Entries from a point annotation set
__________________________________________________

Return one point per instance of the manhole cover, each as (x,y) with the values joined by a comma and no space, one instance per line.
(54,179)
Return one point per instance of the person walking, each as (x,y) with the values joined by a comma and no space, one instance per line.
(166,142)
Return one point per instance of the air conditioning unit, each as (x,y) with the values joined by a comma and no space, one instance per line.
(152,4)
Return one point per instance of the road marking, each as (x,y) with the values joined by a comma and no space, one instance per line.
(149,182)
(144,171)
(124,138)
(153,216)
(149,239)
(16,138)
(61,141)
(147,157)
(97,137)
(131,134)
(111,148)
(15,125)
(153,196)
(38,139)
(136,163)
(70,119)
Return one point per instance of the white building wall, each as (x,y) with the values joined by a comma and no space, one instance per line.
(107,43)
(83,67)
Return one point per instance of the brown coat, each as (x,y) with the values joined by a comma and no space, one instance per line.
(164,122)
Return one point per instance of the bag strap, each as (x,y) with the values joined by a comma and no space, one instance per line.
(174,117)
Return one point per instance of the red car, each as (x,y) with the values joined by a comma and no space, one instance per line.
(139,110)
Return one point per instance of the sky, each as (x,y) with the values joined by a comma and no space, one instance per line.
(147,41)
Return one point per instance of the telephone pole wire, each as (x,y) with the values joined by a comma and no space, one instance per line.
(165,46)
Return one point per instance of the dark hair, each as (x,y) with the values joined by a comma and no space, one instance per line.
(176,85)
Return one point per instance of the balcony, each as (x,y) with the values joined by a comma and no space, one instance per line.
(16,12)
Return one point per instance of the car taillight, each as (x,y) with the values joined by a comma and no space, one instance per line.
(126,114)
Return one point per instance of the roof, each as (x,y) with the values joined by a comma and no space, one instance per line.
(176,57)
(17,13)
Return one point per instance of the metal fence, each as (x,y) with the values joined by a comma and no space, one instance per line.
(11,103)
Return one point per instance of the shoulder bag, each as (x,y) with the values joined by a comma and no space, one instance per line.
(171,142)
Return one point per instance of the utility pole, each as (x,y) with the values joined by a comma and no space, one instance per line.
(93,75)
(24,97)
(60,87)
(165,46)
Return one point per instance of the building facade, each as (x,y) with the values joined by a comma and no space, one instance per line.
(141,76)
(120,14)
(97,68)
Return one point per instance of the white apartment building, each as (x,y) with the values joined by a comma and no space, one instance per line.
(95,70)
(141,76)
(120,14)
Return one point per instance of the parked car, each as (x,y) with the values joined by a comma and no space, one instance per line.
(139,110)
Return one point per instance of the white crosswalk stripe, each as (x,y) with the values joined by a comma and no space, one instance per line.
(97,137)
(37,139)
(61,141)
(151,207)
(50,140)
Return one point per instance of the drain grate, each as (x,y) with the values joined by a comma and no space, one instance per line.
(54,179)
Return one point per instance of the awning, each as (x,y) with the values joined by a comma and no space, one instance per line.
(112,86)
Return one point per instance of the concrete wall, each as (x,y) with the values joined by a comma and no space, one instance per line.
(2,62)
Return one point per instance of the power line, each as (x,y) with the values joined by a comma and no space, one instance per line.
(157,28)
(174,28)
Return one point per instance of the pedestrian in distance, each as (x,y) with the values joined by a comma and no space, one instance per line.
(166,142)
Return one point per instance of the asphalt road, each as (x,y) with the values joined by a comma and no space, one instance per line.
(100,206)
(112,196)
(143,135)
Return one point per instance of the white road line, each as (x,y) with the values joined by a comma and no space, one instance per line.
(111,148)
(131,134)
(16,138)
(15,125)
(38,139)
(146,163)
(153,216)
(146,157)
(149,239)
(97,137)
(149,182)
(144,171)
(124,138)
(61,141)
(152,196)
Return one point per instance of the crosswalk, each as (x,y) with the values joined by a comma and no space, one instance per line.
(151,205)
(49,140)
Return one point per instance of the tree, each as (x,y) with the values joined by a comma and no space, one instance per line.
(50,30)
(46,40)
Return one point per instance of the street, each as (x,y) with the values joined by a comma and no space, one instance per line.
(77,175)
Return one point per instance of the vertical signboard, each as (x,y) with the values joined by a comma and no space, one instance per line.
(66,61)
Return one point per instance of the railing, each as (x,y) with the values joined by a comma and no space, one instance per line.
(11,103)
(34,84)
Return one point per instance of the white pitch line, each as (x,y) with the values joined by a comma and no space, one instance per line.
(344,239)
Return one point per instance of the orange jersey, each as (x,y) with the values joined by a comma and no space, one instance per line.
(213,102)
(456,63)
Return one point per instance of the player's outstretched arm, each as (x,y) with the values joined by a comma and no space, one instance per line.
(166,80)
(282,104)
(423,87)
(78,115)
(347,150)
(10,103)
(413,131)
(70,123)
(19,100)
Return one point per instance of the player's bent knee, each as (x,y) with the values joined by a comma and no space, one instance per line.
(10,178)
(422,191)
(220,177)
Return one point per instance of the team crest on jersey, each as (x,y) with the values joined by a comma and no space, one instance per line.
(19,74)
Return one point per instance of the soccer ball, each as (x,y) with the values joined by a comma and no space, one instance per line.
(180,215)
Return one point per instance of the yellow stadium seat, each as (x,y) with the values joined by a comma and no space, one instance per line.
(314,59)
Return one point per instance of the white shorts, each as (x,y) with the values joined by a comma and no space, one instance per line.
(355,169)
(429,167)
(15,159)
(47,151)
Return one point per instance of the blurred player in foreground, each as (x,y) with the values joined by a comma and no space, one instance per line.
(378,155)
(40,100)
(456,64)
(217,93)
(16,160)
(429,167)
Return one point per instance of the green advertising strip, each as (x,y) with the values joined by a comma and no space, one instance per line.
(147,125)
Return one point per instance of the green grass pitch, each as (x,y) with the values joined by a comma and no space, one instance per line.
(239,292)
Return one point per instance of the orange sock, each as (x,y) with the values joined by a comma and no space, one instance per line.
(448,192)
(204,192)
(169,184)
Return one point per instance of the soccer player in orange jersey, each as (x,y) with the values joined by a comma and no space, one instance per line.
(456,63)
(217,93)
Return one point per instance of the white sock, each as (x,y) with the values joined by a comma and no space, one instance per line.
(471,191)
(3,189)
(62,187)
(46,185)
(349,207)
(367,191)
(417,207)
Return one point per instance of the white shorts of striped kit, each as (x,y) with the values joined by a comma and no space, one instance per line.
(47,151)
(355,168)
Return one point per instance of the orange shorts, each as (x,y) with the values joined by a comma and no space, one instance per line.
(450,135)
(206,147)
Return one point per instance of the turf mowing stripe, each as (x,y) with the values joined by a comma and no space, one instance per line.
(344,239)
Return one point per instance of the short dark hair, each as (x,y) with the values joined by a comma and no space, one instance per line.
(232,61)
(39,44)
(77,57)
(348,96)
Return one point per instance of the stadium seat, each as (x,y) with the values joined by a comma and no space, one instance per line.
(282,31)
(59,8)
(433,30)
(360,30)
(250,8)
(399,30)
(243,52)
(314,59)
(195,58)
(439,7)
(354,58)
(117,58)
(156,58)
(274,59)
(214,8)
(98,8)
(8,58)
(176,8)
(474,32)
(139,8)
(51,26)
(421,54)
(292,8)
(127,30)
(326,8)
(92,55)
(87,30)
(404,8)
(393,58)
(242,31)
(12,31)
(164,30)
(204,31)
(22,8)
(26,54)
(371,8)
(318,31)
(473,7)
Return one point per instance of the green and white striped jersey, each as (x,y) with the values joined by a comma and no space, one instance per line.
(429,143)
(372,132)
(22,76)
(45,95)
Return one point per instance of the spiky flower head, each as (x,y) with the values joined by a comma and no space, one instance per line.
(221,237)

__________________________________________________

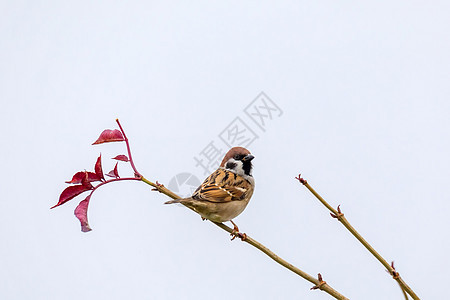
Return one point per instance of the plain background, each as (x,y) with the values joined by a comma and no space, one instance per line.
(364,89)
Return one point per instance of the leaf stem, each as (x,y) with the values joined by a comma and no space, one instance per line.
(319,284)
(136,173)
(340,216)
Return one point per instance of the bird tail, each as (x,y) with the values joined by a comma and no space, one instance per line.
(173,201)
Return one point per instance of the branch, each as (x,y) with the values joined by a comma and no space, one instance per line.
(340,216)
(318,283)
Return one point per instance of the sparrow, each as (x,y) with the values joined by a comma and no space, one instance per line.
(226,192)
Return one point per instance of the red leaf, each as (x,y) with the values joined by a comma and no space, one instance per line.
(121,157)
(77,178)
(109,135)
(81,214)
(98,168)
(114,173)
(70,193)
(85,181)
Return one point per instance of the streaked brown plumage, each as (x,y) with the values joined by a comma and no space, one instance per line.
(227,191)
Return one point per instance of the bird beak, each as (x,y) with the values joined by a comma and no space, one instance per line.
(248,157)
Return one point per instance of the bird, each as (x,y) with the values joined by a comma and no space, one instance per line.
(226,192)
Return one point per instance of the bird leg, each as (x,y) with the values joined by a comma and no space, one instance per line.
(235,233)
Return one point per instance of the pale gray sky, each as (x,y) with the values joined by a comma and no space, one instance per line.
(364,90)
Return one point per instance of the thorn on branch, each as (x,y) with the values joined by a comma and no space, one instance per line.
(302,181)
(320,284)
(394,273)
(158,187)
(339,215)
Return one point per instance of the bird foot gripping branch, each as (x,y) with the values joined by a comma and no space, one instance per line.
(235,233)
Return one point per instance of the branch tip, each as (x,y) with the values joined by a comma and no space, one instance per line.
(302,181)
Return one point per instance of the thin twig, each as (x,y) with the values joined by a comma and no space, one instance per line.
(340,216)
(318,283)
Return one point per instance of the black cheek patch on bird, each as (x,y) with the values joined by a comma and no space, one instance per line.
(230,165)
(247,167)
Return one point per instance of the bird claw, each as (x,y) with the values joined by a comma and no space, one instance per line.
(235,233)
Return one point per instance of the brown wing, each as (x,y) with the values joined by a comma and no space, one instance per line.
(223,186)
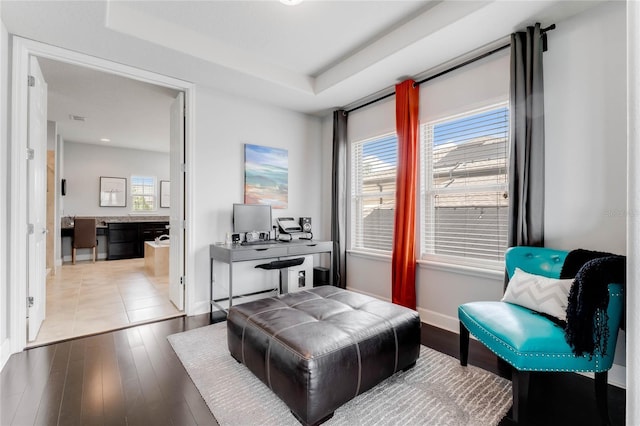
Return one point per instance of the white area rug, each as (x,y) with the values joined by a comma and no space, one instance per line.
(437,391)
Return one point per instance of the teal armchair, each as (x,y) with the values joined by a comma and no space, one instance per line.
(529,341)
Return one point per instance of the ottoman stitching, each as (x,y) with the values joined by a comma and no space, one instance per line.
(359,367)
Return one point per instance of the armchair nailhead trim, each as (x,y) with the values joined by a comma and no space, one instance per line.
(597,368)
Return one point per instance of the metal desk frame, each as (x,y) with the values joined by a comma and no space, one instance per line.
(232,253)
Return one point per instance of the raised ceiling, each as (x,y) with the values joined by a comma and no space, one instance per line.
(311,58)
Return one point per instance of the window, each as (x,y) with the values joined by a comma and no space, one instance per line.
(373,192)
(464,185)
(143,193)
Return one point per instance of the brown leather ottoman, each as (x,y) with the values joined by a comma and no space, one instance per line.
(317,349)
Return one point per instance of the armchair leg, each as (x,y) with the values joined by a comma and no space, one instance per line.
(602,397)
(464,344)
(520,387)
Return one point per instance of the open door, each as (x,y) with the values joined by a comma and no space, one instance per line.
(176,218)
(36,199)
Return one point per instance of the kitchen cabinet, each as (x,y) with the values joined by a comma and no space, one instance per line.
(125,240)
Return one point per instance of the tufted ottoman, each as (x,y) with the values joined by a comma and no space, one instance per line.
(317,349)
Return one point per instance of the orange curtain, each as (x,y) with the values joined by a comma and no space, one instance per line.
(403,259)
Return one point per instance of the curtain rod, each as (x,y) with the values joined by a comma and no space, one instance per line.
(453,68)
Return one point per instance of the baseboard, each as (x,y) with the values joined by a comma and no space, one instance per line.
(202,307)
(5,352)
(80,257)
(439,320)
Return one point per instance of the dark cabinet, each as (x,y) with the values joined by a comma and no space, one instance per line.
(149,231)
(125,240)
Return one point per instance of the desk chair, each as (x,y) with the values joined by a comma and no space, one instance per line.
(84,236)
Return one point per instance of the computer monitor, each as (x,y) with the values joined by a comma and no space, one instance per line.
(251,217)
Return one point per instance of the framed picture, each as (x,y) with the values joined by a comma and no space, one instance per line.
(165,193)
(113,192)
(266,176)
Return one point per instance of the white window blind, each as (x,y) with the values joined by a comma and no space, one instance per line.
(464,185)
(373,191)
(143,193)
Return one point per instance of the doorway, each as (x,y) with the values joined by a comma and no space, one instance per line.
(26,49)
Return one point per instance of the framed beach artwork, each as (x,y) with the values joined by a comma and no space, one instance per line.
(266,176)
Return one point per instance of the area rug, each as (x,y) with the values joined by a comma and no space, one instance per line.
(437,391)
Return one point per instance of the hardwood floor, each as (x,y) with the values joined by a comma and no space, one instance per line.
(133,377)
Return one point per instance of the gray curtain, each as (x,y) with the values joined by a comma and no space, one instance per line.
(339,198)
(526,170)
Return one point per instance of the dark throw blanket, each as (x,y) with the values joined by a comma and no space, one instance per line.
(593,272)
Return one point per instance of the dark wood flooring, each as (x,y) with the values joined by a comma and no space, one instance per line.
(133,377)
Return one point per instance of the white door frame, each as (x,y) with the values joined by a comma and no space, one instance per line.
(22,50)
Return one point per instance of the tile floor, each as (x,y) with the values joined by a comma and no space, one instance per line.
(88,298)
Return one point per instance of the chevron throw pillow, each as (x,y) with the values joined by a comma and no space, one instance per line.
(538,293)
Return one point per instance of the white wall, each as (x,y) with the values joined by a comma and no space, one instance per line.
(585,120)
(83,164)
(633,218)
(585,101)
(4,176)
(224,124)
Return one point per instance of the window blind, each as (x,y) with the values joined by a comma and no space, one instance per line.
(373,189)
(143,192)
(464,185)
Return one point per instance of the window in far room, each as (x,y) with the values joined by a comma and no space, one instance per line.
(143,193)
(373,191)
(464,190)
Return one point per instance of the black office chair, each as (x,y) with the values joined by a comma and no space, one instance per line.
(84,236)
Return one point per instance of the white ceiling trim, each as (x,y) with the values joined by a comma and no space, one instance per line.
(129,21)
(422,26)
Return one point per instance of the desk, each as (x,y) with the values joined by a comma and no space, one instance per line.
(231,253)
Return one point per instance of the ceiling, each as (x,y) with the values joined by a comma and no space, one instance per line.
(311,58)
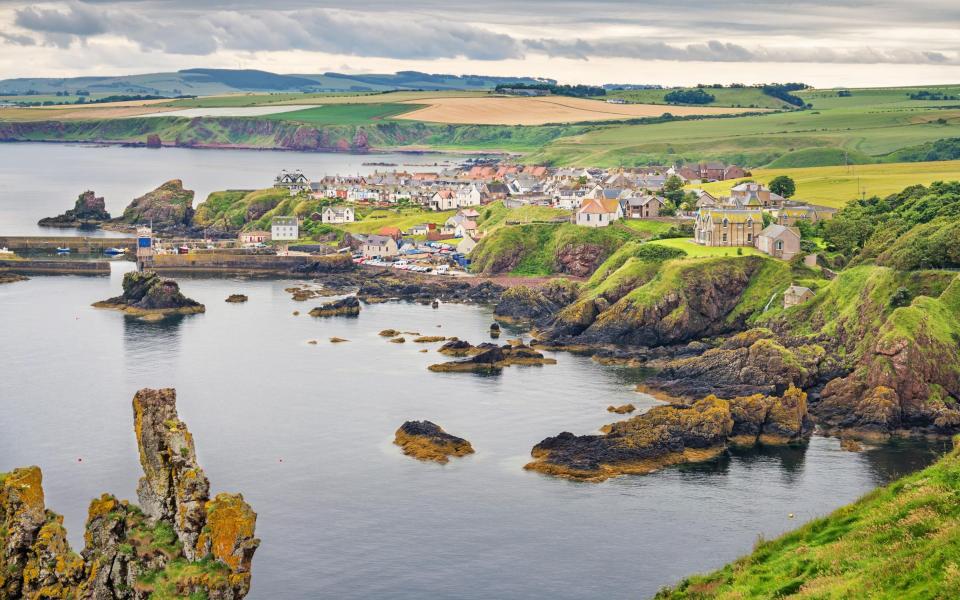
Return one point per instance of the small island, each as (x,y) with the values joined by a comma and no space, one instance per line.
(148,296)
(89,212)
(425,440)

__________________________________________________

To do: Locate every line in the listing that contains the string "jersey" and copy each one. Matching is case-sensitive.

Solution:
Return one point per instance of the orange jersey, each as (x,y) with the values joined by a comma and no space, one instance per line.
Return one point per instance of the team crest on jersey, each as (x,y) with the values joined by a comma and no space, one instance per line.
Return one point per instance of the soccer player in orange jersey, each as (x,y) with the values joined by a comma and no space, one instance per line.
Return one point per instance of the green and white striped jersey, each as (x,y) with the values joined by a comma and no space, one instance per line.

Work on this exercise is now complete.